[Rows from a dataset]
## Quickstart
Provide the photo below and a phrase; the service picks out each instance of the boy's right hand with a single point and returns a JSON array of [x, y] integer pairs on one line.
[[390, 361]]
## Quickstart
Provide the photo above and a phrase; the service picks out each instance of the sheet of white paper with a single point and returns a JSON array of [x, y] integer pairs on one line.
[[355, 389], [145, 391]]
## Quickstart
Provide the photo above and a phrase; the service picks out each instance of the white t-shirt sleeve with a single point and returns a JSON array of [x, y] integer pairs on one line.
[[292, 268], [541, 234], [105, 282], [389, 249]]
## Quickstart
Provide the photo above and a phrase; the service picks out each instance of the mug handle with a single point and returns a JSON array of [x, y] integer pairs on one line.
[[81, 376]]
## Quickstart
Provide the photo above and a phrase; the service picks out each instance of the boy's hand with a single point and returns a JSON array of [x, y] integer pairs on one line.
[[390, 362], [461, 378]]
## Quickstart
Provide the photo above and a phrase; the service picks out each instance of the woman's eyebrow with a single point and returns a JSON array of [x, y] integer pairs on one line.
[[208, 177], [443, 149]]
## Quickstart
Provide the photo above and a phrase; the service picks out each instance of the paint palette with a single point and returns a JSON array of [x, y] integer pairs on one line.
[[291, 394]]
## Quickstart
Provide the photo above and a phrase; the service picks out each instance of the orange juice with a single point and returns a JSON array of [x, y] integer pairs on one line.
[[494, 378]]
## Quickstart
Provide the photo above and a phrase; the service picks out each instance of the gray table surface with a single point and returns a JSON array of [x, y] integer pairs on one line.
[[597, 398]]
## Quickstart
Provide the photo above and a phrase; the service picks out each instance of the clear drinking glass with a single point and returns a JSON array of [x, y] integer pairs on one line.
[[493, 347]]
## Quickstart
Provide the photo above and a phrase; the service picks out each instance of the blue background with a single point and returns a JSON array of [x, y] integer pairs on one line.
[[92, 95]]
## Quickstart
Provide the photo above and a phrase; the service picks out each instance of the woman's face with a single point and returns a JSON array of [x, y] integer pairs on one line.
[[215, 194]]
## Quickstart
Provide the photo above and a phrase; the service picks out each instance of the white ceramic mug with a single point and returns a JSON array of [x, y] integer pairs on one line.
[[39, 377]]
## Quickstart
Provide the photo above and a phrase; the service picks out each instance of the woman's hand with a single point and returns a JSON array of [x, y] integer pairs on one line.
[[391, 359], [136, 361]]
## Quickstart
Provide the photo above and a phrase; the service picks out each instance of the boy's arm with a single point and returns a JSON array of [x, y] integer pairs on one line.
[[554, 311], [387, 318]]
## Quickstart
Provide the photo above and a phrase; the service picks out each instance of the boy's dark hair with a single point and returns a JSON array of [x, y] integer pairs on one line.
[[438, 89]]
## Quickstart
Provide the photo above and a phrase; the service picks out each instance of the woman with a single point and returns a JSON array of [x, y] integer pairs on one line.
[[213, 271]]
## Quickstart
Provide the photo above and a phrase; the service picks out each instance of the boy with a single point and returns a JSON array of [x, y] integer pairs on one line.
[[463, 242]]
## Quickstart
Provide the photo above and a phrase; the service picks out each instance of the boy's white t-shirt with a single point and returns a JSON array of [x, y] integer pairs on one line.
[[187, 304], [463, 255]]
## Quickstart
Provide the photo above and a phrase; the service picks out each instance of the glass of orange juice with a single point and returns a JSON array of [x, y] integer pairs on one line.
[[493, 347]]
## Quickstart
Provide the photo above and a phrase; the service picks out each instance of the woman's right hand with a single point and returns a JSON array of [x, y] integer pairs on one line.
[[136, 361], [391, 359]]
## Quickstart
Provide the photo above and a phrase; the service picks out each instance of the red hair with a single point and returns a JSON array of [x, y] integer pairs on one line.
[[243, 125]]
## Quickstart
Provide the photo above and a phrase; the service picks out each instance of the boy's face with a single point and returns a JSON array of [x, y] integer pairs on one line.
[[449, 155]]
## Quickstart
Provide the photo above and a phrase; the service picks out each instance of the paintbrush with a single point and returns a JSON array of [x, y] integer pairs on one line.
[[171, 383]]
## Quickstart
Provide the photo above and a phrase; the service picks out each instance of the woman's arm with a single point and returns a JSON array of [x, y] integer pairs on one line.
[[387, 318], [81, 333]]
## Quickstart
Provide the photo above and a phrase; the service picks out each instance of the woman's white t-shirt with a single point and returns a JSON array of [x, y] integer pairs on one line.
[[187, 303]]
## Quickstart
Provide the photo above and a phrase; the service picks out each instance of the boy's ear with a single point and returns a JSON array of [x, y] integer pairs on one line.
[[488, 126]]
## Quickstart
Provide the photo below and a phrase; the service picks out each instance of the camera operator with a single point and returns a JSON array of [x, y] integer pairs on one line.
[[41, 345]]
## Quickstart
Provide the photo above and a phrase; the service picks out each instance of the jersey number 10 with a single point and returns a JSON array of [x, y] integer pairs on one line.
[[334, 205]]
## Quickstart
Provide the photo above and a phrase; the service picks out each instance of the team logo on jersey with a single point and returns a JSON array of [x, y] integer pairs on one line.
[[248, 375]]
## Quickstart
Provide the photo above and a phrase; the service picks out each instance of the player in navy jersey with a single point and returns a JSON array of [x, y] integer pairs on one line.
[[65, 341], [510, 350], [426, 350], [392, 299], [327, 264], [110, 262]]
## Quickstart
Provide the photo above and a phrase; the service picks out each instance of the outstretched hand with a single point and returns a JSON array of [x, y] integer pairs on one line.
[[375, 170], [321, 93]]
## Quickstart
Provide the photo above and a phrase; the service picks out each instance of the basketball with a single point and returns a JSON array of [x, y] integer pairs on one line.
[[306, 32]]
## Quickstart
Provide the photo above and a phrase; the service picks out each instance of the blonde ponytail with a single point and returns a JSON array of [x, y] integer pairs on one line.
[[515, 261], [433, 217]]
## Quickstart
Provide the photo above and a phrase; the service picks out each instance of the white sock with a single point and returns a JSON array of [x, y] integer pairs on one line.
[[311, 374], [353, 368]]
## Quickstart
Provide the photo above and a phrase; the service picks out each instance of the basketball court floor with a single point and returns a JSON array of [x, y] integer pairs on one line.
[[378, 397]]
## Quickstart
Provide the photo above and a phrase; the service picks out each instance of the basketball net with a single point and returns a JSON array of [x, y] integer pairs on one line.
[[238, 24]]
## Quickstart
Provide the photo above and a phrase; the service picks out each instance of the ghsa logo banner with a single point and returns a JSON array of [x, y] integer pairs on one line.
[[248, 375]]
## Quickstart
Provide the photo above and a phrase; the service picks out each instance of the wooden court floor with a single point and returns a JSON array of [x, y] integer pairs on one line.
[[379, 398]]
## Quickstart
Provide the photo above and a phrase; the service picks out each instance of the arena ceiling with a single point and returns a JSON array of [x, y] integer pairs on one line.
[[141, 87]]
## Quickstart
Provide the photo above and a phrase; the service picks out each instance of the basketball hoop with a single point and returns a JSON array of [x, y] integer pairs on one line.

> TASK DETAILS:
Identify every line of the records above that contains the word "basketball" and copy each one out, matching case exactly.

> RESULT:
Provide the photo above and a phrase; the service picks out each instance of the basketball with a single point and returns a JSON array of [x, y] integer pairs on one line.
Provide the photo above and a phrase; the service picks out each instance of the basketball court floor with a single point and returns a JSON array of [x, y] integer pairs on one line.
Provide the photo above and a phrase; the service picks out each instance of the basketball net with a single point and returns a JSON array of [x, y] integer pairs on one line.
Provide the photo above and a phrase; the service picks out each instance of the basketball hoop with a single point and returns a JSON array of [x, y] integer pairs on one line.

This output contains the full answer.